SUPPLIED DATA:
===
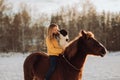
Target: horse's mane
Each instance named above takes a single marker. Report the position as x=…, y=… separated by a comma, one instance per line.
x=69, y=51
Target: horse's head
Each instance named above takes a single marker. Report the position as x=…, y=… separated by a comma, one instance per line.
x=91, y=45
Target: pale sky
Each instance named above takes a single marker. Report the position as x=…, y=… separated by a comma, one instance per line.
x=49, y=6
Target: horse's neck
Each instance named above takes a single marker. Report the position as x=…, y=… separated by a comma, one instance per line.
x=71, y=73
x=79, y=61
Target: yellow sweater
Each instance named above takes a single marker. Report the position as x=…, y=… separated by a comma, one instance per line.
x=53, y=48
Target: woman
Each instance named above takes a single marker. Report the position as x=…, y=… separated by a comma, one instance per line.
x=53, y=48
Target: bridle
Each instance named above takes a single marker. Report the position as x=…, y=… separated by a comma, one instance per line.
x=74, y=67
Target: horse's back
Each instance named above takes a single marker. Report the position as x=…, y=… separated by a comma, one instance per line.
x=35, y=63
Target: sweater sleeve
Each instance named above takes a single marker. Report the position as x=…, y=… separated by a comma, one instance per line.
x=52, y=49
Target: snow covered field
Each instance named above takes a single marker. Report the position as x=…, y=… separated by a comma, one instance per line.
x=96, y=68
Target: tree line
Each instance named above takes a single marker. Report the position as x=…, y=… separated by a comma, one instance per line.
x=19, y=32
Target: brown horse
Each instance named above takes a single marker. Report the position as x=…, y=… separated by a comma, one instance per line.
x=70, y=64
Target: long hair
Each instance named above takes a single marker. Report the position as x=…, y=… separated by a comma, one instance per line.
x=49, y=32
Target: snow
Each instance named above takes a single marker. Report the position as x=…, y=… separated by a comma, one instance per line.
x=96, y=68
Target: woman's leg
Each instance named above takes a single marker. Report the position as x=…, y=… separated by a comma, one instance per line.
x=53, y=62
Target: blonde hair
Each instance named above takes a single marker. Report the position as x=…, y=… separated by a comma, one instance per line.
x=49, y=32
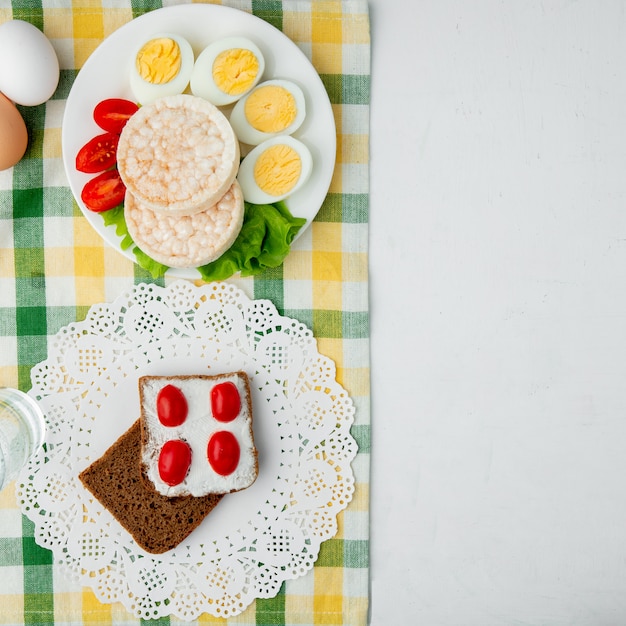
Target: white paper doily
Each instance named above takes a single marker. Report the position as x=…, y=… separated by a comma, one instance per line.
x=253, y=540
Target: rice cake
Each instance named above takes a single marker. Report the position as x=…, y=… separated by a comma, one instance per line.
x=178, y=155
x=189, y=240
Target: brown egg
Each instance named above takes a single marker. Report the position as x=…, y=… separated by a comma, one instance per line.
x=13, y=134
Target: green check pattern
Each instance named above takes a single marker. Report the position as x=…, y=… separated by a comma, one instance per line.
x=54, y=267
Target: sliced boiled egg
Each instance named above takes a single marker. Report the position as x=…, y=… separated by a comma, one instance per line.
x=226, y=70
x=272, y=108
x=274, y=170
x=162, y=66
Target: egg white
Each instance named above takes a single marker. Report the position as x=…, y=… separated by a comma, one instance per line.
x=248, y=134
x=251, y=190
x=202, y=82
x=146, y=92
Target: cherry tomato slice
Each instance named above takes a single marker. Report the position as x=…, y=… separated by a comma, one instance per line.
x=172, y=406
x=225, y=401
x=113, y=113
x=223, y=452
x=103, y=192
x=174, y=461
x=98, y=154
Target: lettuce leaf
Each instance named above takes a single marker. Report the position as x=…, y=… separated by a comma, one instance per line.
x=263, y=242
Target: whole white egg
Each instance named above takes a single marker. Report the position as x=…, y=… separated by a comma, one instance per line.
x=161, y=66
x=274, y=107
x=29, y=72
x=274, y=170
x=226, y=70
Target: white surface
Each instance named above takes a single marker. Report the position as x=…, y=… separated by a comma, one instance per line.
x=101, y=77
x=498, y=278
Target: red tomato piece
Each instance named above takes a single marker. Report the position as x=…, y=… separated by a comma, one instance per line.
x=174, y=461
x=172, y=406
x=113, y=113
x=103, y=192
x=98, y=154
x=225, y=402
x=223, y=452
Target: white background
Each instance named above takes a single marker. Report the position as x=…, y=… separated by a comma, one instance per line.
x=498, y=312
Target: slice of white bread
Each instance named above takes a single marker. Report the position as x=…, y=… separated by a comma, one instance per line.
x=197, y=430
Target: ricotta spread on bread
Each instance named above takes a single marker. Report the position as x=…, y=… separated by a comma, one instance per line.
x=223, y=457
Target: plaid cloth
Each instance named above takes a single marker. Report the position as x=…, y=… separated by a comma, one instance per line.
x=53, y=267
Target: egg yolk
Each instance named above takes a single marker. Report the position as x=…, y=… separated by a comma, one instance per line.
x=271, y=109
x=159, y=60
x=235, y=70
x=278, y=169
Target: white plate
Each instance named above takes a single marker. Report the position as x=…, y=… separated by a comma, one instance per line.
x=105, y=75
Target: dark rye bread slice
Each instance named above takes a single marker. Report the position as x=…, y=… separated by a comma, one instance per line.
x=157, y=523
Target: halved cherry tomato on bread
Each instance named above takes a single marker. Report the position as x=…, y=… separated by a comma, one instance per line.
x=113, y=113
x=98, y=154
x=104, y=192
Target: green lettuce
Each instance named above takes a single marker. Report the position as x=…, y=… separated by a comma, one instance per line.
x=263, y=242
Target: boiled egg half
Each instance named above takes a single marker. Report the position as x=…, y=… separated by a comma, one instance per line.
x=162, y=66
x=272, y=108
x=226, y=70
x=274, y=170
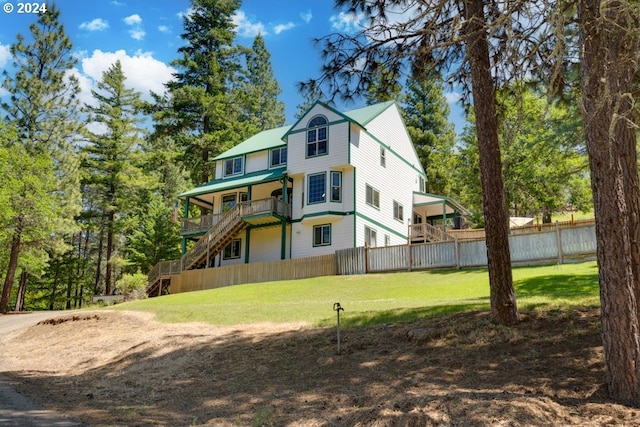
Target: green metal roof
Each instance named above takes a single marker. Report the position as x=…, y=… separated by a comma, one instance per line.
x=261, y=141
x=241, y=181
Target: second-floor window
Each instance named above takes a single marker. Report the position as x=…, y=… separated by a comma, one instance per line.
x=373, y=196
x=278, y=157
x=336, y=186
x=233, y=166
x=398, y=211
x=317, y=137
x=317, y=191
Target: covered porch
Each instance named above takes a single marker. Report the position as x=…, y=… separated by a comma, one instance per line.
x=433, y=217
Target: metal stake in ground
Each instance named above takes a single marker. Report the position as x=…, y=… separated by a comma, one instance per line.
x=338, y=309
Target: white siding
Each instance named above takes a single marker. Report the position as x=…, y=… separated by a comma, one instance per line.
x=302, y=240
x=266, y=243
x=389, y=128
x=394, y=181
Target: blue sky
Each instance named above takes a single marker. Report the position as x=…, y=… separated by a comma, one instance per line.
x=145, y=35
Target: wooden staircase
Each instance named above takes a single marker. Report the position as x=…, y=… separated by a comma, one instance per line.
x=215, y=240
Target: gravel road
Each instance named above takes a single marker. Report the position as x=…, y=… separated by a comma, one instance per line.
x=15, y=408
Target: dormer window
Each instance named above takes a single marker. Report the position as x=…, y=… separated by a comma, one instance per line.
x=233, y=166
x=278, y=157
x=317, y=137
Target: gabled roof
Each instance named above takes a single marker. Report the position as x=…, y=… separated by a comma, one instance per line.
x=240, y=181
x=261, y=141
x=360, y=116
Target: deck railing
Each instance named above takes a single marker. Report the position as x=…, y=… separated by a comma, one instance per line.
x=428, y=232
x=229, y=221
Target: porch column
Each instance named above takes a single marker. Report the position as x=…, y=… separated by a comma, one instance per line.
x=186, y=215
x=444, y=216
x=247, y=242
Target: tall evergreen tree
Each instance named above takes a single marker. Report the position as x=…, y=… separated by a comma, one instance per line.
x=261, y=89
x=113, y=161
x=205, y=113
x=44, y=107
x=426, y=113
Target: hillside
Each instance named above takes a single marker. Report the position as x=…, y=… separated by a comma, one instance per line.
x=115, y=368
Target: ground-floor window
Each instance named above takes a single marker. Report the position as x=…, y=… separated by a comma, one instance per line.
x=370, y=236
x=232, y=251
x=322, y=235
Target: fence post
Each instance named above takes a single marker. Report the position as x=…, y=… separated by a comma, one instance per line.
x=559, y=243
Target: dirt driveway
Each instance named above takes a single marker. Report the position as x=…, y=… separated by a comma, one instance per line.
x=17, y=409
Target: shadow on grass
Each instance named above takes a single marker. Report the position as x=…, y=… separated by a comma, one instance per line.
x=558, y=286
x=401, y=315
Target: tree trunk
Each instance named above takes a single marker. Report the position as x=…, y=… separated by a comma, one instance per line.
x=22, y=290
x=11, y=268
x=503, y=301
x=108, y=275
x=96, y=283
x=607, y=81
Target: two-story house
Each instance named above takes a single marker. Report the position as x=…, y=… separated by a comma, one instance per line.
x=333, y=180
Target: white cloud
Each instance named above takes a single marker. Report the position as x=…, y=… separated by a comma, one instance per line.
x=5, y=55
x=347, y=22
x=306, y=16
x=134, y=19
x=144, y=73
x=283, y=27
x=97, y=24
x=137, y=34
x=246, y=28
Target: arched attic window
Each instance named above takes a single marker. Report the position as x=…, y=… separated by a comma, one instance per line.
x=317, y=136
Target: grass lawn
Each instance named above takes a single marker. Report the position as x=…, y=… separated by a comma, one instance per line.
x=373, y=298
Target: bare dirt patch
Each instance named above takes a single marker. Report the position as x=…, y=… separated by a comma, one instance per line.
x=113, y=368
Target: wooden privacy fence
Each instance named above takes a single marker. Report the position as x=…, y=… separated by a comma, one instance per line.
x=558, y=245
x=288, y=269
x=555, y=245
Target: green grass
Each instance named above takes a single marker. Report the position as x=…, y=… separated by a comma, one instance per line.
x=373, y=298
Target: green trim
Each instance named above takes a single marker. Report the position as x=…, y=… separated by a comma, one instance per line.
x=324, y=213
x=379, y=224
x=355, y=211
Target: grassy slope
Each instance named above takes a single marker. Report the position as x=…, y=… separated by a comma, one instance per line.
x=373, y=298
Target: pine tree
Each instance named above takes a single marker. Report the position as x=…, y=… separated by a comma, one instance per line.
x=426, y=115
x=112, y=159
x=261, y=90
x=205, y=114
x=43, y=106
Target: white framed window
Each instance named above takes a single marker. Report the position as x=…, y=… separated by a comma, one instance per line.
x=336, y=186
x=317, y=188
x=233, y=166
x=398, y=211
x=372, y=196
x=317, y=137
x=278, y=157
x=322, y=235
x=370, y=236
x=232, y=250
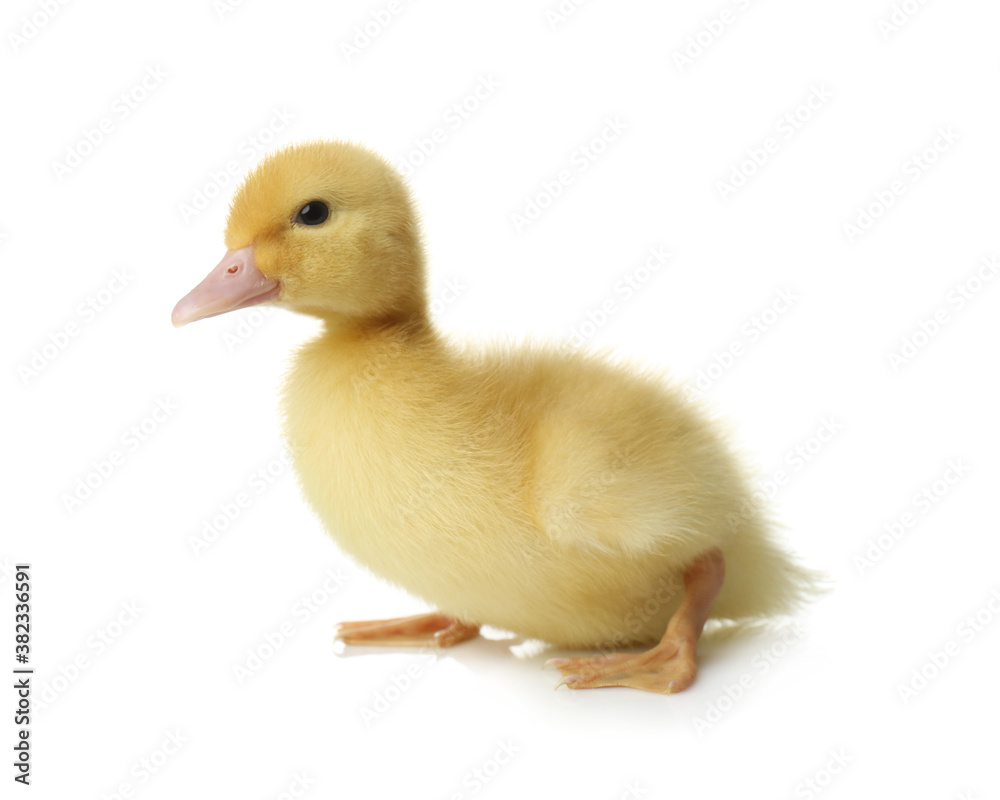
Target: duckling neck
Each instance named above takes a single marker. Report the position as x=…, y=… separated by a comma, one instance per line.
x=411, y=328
===
Copy out the lines of the items above verbatim, everything from the line containing "Target: white background" down to the line containing "x=278, y=169", both included.

Target: white background
Each instance named above takes a single marker. Report the position as x=…, y=… separated by a comma, one instance per line.
x=498, y=312
Target: slice of white bread
Each instance named above takes a single marker. Report the position as x=…, y=… separated by a comma, one instance per line.
x=197, y=430
Target: ricotta spread on bread
Each instance named above takes a single marker. Report the position as x=…, y=… separated by a comma, one instance per line.
x=223, y=457
Target: plaid cloth
Each instance named above takes a single marker. Report the position as x=…, y=… separated by a comma, one instance per line.
x=53, y=267
Target: egg yolk
Each instance named above takes a single marker. Report the position as x=…, y=… separated by a comma, one instance per line.
x=271, y=109
x=159, y=60
x=235, y=70
x=278, y=169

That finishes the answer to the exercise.